- _WHAT YOU HAVE TO DO_:
Reproduce the lines of the listing that run from the line holding "find red polo" through the end of the listing, inclusive, replacing "polo" with "sweater" and leaving all else unchanged.

- _DATA ENTRIES_:
________________________________________

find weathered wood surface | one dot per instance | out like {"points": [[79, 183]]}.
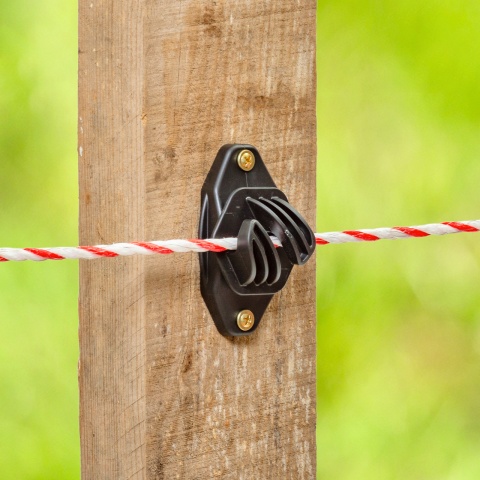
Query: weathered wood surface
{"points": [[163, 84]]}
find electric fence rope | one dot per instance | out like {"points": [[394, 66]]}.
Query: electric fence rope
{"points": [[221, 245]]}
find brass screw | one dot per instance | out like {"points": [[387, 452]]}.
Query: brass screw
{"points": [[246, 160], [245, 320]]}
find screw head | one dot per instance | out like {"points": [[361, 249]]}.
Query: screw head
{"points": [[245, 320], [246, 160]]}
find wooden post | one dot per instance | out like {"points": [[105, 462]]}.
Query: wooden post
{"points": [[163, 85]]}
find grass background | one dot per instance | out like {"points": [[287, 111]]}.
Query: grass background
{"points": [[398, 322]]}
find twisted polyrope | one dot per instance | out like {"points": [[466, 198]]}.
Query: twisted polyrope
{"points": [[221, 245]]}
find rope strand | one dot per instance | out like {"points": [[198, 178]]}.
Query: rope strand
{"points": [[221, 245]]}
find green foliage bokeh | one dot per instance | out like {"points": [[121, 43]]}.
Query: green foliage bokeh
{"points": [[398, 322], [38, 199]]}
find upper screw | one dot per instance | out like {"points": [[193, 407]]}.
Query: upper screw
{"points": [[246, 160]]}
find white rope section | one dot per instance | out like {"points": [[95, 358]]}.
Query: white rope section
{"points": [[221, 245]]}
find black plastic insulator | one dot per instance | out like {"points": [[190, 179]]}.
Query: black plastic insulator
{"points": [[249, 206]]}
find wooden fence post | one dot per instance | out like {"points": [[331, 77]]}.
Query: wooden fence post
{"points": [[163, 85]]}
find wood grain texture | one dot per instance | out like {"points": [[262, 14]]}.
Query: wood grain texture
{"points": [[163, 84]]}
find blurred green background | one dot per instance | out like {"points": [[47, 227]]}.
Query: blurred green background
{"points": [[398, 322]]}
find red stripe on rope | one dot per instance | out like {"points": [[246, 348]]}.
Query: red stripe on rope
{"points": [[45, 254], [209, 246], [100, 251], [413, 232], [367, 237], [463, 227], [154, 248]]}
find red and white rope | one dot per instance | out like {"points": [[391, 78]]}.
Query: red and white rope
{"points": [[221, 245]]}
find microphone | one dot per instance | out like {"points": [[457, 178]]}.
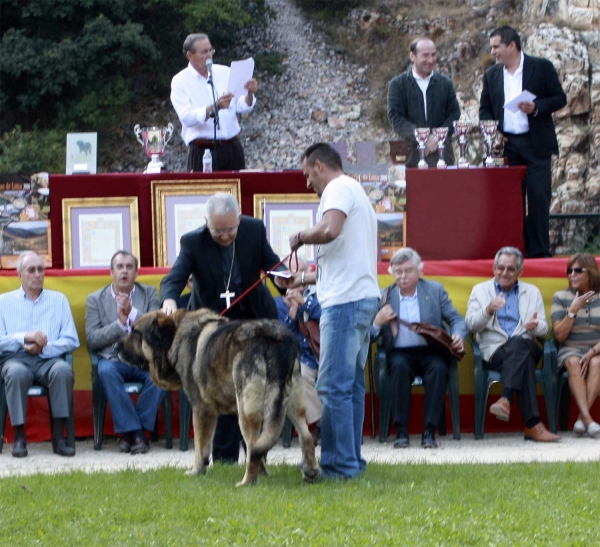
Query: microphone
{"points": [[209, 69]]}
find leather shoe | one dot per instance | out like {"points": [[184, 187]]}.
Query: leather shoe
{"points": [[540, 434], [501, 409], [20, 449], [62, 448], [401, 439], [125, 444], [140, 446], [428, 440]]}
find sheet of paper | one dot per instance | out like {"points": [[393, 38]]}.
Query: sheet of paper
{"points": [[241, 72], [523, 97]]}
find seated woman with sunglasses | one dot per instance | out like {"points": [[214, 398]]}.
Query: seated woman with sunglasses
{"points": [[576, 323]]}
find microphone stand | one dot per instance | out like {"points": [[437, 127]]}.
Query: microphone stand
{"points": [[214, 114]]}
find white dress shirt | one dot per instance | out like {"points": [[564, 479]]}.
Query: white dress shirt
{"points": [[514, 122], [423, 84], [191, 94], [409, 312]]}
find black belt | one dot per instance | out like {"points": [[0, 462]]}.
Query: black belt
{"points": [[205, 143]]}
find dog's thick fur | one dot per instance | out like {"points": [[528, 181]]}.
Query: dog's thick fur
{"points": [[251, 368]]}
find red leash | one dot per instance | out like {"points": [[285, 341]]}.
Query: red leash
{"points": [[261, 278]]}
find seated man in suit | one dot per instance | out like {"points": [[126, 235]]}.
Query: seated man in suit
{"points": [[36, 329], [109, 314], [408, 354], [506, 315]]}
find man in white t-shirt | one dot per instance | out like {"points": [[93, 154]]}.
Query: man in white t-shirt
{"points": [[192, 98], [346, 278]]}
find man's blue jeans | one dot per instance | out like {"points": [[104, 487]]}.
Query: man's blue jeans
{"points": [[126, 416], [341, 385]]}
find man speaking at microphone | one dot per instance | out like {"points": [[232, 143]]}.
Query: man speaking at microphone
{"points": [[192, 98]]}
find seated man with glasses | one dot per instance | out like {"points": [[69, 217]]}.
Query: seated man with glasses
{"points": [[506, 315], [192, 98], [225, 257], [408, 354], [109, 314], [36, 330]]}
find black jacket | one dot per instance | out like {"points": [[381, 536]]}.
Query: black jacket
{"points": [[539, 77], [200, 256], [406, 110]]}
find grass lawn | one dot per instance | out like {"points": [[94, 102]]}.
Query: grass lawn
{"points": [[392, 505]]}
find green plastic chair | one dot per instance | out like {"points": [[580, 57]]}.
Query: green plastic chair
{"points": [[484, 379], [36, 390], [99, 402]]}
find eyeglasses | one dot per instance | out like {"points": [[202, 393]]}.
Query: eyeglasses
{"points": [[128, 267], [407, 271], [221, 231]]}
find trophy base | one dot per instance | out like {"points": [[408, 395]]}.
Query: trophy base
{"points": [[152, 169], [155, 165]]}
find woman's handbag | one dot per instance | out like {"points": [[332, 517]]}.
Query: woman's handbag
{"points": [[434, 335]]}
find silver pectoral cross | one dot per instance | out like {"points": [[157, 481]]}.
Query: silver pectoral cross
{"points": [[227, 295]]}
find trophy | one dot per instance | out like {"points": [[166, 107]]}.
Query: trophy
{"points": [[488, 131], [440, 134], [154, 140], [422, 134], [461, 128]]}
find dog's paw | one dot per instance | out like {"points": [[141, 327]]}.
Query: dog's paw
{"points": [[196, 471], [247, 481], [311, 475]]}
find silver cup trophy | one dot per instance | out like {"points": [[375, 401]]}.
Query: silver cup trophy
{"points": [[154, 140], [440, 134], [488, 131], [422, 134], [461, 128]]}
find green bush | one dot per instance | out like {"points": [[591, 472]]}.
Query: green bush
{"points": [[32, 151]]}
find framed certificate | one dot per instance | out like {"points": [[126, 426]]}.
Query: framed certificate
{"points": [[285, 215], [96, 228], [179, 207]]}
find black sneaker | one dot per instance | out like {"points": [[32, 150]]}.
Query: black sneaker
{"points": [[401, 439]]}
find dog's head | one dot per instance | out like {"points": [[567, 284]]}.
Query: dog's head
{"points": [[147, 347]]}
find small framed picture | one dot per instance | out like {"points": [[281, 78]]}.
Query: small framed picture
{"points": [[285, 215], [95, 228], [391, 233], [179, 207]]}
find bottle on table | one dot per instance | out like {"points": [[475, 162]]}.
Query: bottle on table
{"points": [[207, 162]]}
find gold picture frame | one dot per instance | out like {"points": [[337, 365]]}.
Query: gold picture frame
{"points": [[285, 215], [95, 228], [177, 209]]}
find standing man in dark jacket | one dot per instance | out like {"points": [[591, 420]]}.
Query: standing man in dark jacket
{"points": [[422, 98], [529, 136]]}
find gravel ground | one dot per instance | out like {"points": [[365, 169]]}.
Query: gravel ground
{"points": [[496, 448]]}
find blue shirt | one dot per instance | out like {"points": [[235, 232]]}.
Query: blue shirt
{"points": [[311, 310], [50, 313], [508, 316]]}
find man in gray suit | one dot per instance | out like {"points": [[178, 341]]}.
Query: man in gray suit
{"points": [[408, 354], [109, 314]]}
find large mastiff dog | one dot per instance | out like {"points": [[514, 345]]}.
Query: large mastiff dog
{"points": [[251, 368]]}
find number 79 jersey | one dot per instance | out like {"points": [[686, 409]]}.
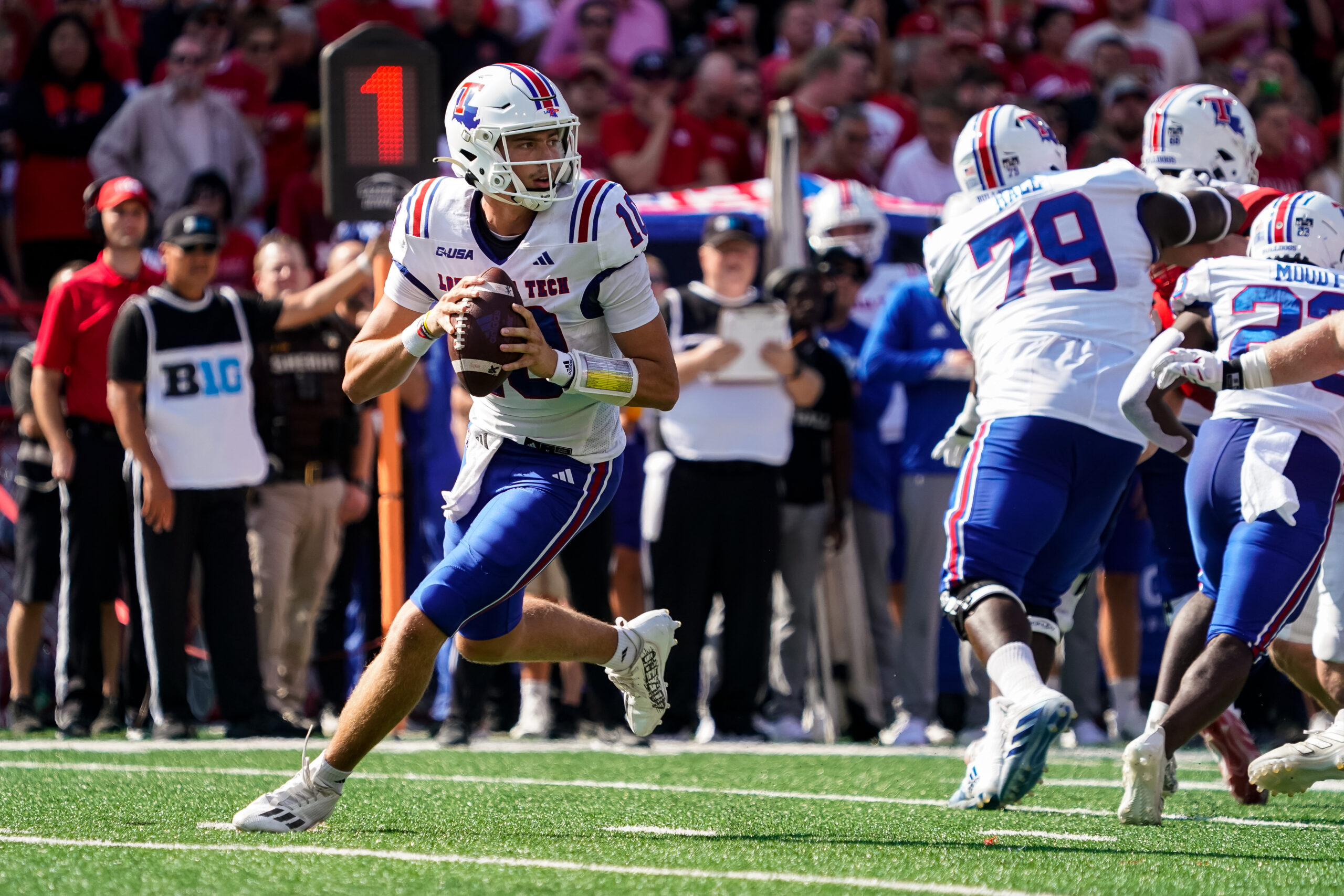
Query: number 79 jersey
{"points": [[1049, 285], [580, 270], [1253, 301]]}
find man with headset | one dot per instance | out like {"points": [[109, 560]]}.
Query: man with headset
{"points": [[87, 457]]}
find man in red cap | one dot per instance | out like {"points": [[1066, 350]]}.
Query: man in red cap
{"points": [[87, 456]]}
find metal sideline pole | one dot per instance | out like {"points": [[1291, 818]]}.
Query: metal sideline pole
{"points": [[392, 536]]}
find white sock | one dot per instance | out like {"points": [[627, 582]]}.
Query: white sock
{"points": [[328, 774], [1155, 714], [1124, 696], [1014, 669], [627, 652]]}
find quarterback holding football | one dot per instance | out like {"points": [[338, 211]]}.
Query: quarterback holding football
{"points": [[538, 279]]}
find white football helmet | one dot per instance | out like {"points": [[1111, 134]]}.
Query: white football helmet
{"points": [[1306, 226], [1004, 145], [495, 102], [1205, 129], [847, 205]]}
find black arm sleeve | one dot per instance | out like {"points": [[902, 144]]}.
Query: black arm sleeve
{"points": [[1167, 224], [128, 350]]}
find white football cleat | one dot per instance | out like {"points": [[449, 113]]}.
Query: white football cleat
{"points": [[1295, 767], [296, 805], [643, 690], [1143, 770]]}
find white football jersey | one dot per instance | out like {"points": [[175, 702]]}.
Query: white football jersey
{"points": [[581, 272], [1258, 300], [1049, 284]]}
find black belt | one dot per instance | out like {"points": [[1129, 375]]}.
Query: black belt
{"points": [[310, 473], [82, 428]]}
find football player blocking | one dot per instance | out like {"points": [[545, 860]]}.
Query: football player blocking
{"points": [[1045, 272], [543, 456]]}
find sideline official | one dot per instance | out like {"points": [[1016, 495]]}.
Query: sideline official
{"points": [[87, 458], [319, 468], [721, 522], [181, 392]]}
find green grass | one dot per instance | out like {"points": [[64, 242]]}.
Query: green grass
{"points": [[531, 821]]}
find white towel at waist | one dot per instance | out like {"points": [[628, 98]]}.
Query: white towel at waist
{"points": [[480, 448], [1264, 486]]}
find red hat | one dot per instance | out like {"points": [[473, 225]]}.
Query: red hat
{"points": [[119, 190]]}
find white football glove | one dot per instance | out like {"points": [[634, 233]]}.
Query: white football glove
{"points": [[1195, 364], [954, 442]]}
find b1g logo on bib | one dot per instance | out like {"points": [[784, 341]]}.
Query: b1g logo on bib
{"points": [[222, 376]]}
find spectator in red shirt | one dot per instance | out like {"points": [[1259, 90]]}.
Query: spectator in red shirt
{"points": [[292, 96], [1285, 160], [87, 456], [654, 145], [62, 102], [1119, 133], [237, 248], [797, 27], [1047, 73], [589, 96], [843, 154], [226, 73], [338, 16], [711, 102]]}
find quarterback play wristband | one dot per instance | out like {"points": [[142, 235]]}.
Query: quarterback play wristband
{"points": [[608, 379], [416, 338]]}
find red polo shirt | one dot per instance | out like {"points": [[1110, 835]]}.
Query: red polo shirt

________________________________________

- _EXERCISE OUTPUT_:
find red sweater shirt | one dot per instance | out like {"points": [[1110, 835]]}.
Query: red sweater shirt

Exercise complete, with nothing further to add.